_Records for the task_:
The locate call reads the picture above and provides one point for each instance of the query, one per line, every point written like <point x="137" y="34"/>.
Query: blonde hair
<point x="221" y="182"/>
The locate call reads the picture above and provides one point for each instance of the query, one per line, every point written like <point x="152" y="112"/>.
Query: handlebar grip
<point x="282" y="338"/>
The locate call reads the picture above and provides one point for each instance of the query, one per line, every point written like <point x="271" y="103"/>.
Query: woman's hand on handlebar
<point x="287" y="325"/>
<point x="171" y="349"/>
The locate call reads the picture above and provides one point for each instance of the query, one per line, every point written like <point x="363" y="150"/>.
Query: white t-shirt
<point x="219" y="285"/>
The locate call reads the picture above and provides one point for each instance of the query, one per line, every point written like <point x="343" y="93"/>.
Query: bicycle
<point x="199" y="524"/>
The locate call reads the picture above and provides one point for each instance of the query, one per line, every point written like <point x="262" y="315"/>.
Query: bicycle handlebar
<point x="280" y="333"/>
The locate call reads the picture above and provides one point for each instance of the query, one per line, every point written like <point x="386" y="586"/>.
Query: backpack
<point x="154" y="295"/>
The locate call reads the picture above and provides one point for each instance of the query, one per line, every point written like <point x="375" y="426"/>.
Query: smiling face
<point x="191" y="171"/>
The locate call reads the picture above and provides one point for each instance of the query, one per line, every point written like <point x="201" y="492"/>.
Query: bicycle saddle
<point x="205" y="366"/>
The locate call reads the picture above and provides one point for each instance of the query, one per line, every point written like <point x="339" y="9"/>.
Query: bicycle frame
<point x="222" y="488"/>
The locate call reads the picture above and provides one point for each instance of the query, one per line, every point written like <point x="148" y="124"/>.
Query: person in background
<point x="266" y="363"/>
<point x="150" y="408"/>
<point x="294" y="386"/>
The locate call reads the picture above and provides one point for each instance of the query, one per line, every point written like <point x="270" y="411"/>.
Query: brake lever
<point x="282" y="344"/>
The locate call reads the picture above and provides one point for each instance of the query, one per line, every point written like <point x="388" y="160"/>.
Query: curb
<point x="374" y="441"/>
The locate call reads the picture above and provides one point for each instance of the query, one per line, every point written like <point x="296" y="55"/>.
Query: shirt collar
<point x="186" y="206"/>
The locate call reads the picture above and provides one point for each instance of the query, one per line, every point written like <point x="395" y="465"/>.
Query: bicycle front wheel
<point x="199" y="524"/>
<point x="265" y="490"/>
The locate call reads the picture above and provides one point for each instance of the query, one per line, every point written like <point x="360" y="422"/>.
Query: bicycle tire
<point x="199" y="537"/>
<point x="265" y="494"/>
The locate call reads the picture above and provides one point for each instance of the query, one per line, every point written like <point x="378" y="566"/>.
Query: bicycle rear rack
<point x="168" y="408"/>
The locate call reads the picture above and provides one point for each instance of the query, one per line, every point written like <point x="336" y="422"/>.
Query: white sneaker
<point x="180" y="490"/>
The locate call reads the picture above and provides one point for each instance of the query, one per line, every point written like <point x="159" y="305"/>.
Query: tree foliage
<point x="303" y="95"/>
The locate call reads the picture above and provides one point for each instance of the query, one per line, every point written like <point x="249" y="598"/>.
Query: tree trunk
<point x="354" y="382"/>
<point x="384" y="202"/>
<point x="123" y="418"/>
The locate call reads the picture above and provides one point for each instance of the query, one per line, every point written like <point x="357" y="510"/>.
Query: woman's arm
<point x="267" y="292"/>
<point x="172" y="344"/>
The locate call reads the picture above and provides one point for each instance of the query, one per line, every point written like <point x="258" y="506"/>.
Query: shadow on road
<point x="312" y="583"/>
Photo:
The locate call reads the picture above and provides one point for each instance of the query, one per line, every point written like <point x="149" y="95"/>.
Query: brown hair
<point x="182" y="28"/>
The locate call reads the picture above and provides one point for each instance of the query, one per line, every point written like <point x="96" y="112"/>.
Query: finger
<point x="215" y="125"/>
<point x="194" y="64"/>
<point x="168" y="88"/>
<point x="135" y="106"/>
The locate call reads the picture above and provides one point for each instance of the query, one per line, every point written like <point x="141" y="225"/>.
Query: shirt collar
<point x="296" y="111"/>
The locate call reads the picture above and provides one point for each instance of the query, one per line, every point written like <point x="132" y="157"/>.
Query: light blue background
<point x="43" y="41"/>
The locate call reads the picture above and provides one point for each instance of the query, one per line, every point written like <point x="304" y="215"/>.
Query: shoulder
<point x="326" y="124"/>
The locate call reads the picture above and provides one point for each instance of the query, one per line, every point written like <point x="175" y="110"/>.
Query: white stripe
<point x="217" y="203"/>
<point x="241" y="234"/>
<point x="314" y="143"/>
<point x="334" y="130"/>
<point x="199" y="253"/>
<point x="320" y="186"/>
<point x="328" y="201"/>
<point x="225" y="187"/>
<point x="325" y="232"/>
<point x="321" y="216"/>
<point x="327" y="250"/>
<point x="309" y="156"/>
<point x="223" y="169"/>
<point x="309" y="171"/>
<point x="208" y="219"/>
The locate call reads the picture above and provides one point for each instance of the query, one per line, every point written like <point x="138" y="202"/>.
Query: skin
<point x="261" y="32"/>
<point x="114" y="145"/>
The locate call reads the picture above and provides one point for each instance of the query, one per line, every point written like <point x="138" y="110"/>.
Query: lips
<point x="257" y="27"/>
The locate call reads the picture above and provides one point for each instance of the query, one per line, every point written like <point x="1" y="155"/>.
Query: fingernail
==
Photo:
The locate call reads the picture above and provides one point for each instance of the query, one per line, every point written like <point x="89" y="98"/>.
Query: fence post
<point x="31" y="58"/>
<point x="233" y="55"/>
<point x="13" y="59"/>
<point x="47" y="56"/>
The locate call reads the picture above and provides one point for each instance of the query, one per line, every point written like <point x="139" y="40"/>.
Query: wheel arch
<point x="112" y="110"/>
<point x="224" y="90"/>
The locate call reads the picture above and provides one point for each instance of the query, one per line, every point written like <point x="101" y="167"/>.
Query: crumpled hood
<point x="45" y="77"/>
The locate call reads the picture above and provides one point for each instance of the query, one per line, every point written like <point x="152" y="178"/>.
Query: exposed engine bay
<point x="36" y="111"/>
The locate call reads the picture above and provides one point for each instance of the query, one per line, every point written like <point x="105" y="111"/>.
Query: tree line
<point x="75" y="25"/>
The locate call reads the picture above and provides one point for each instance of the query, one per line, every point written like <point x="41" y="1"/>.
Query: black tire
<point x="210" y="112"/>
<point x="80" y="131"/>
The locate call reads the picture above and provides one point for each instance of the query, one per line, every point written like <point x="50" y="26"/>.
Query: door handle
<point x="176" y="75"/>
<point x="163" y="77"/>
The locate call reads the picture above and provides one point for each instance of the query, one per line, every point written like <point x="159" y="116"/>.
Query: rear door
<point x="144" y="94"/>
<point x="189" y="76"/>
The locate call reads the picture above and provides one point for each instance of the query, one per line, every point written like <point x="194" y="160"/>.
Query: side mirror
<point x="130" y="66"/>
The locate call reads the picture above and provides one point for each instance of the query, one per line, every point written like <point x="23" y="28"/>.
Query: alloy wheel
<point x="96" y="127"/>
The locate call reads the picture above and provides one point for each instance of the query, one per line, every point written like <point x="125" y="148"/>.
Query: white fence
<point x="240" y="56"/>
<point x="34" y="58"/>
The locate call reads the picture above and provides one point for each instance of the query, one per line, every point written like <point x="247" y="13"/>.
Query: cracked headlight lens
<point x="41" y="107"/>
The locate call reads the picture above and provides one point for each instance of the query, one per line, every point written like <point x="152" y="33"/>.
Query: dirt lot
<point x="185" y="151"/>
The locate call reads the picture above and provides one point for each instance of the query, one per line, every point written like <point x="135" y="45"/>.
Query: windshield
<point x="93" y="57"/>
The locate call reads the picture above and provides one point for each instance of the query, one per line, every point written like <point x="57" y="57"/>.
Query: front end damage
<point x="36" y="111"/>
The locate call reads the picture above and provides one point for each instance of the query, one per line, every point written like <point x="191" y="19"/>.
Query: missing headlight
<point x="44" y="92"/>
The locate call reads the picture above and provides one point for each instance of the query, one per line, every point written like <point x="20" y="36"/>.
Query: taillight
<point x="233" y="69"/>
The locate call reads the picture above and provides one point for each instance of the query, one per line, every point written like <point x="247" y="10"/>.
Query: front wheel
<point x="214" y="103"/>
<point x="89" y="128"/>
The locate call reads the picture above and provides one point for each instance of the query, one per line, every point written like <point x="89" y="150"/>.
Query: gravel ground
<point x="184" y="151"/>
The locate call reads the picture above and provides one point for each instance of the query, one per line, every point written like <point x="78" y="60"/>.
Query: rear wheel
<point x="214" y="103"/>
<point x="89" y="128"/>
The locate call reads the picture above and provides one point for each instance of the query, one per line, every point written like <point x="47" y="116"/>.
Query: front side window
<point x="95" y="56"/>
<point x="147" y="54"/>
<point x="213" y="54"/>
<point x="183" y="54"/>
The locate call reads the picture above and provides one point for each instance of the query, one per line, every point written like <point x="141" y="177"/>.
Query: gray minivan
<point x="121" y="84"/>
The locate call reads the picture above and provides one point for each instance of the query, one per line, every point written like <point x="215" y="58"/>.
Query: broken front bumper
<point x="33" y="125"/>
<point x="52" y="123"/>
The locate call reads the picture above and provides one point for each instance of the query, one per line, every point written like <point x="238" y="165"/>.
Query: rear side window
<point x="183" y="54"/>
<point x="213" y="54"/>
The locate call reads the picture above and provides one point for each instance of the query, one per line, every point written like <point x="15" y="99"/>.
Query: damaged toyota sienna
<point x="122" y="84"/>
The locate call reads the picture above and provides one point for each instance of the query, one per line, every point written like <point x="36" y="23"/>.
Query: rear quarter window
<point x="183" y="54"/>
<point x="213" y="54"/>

_Short task_: Collect every line of the data above that contains the string "tree", treating uppercase and lowercase as different.

_Response_:
Query: tree foliage
Query: tree trunk
Query: tree line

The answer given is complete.